* WRITTEN PROBLEM *
Convert the records into a numbered list, beginning at their first line and stopping after the line that contains "[161,715,309,966]". Leave out blank lines.

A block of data

..............................

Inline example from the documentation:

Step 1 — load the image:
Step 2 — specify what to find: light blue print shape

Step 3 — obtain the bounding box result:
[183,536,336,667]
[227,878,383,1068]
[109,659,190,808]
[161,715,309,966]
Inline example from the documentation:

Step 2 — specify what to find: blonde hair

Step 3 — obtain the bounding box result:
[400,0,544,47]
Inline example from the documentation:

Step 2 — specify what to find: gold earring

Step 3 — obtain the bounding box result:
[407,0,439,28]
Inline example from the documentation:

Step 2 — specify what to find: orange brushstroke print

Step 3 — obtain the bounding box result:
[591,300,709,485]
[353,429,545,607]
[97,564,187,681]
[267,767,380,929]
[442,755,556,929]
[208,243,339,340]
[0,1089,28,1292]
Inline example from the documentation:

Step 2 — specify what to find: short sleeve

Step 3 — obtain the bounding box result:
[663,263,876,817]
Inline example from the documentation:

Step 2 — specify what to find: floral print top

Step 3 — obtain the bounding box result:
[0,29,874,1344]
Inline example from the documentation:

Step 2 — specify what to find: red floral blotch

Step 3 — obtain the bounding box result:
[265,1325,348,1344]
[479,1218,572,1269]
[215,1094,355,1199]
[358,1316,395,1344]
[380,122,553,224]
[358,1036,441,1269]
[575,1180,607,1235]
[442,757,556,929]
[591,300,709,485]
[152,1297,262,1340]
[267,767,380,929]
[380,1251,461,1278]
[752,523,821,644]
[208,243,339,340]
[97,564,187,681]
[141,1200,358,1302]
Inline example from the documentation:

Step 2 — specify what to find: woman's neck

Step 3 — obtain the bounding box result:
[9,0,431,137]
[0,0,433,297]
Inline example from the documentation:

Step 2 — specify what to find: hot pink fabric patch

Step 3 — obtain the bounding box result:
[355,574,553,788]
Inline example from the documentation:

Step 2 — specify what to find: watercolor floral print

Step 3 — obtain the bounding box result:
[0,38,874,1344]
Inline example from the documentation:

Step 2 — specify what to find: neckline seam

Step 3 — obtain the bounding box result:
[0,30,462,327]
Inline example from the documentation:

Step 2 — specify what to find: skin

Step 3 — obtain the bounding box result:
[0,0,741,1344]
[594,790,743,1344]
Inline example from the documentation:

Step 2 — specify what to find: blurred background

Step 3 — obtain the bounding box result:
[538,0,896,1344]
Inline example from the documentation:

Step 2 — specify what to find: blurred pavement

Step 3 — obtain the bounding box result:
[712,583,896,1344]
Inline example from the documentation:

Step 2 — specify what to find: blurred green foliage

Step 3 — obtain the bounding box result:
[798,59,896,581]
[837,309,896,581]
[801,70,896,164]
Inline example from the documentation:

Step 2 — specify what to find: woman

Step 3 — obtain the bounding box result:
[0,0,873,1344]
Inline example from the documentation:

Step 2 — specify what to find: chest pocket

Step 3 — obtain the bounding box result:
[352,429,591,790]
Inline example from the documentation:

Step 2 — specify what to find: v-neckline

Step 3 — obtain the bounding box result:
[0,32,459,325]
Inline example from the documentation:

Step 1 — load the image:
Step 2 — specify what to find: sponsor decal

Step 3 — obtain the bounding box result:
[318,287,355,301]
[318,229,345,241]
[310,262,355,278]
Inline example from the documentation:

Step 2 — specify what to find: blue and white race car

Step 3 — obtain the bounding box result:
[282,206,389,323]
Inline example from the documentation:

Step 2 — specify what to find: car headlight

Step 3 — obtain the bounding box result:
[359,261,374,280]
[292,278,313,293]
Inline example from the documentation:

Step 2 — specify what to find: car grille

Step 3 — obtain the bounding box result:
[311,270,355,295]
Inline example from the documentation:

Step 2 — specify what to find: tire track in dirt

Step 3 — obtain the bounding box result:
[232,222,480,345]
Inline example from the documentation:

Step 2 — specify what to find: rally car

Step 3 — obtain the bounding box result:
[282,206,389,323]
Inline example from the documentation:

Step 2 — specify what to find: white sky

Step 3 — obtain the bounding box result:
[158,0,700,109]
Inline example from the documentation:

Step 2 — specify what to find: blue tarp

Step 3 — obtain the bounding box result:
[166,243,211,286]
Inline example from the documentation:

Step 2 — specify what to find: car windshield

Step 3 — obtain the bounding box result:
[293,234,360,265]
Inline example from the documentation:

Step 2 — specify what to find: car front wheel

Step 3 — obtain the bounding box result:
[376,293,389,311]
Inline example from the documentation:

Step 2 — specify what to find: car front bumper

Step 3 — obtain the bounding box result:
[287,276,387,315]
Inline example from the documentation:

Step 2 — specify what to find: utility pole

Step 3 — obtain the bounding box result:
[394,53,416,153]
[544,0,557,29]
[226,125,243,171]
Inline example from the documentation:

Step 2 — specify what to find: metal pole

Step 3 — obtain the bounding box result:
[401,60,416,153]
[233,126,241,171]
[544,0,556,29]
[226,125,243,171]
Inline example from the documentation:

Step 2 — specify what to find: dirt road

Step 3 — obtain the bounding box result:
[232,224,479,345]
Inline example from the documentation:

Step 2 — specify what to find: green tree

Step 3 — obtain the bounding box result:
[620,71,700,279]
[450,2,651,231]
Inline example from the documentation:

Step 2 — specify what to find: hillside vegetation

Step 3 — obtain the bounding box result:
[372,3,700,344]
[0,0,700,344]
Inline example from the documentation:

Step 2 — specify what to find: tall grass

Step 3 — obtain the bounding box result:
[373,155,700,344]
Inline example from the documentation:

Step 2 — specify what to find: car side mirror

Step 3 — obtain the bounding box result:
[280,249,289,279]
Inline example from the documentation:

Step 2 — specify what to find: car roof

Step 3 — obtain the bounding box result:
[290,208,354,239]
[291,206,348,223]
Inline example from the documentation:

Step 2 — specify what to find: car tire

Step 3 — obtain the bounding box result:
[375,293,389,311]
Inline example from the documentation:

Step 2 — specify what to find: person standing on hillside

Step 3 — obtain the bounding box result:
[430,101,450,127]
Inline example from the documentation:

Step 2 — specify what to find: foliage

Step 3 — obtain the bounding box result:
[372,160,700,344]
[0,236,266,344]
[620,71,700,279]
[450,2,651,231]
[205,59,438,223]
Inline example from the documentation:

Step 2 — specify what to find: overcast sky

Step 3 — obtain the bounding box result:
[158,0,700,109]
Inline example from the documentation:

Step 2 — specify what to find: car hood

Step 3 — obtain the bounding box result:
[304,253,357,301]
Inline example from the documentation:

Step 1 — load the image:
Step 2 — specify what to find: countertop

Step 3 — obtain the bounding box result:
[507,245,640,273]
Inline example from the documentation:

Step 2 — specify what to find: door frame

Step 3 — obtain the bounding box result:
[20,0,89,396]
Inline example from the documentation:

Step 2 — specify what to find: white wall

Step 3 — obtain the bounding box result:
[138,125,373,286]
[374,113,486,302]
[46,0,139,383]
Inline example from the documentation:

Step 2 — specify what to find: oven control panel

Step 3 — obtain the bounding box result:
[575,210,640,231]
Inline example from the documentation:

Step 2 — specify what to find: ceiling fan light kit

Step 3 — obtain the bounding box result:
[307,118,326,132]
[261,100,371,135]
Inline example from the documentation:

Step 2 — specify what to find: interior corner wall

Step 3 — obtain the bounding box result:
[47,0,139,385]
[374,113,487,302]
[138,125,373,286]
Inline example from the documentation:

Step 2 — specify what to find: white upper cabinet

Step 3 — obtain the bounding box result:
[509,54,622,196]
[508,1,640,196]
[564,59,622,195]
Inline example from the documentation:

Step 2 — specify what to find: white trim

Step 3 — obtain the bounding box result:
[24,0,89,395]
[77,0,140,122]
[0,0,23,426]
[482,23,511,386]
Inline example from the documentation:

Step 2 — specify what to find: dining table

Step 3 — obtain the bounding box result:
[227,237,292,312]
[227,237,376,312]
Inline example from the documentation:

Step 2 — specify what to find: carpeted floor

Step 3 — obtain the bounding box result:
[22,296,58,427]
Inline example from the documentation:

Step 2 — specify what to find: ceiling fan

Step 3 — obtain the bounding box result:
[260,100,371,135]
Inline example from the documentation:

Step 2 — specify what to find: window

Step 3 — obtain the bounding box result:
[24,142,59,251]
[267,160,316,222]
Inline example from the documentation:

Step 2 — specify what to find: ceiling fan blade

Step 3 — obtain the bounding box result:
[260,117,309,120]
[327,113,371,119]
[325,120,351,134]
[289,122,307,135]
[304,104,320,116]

..............................

* FINAL ANSWER *
1. Inline example from the documentation:
2. Step 1 — load the image:
3. Step 2 — specify what to find: light blue print shape
4. Step 3 — obtain the bounding box result:
5. [183,536,336,667]
6. [227,878,383,1068]
7. [109,659,190,808]
8. [161,715,309,966]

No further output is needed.